What the task asks
Render every line of the items below as a numbered list, omitting any blank lines.

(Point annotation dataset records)

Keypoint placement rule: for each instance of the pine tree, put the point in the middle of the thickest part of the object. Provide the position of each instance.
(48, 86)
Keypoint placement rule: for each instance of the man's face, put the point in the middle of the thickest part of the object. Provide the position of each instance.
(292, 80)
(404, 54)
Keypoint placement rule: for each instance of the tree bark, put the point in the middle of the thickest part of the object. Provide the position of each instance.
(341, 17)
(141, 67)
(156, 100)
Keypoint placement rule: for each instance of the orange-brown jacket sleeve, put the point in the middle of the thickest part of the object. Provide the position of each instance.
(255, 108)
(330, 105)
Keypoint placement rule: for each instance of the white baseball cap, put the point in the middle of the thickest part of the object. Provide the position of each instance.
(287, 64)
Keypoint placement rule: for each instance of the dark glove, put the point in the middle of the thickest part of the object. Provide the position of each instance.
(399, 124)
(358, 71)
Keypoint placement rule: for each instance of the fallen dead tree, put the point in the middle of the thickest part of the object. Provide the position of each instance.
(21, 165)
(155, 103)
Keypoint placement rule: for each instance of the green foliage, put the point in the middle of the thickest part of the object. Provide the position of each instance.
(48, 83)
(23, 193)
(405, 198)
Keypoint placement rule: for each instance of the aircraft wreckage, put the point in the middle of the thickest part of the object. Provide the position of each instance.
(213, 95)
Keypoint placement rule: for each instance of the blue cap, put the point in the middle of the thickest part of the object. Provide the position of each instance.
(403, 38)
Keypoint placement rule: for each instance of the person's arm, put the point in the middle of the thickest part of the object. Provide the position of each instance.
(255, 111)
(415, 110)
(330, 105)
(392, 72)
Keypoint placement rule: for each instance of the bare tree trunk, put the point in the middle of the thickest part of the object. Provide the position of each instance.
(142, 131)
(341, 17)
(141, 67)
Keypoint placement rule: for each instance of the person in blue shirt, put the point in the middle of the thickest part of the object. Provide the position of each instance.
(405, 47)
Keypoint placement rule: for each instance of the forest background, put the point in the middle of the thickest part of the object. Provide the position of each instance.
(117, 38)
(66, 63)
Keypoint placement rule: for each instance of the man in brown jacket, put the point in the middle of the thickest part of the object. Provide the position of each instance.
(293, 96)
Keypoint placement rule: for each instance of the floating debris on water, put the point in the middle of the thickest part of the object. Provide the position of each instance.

Solution to the exercise
1. Keypoint placement rule: for each instance of the pine tree, put the point in the middle of the thickest part of the object. Provide the position of each instance.
2. (48, 86)
3. Keypoint placement rule: for each instance of the man's face, put the point in the middle of the thickest part of the object. Provide the position of each instance.
4. (292, 80)
5. (404, 54)
6. Keypoint placement rule: for each instance of the tree bark, put the point in the middle of the thickest part of the object. Provide the position of each instance.
7. (341, 17)
8. (141, 67)
9. (156, 100)
10. Keypoint placement rule: for each instance of the orange-brown jacket sleeve, put the point in the middle of the thickest part of the object. Provide the position of each instance.
11. (255, 108)
12. (330, 105)
13. Keypoint placement rule: for each instance of the white baseball cap, put the point in the middle of the thickest part of the object. Provide the position of each instance.
14. (287, 64)
15. Keypoint placement rule: for each instance of the dark glove, put the point in the middle of the thickest part of the object. Provide the position of each instance.
16. (399, 124)
17. (358, 71)
18. Keypoint placement rule: for each instance of the fallen dead tree, put the point in the middle of the thickest part of the object. Provide the position of each instance.
19. (21, 165)
20. (155, 103)
21. Keypoint placement rule: for each instance of the green foliage, put the point in the middle of the thickest part of the object. Provide the position of each instance.
22. (48, 83)
23. (23, 193)
24. (405, 198)
25. Keypoint placement rule: for each instance of the aircraft wreckage, put the point in the middle of the thickest part of the object. Provide the position of each instance.
26. (213, 95)
27. Keypoint placement rule: for each instance of the blue cap, put the point in the middle of the thickest part of the object. Provide the position of each instance.
28. (403, 38)
29. Keypoint placement rule: for each instance of the person's arm, put the point in the middle of the thickest part of the object. Provide the position of each instance.
30. (255, 111)
31. (415, 110)
32. (330, 105)
33. (392, 72)
34. Keypoint placement rule: for each instance of the bare tree trunk, put the point in the middle of the thickest part of the object. Provide the position of each instance.
35. (142, 131)
36. (341, 17)
37. (141, 67)
38. Keypoint placement rule: for each instance of the person in blue shirt, put the point in the middle of the thickest part of the object. Provide the position of each instance.
39. (405, 47)
40. Keypoint placement rule: for each instance of the forest background, put the point in the middle of the thickest part of the object. Provide the position of each instance.
41. (117, 38)
42. (66, 63)
43. Keypoint placement rule: for each instance of the man in brown jacket, put the point in the middle of the thickest part of the object. Provide the position of each instance.
44. (293, 96)
45. Keypoint placement rule: for each instance of the floating debris on water, put the point in the middle of the thickest part of the object. Provide the position of each instance.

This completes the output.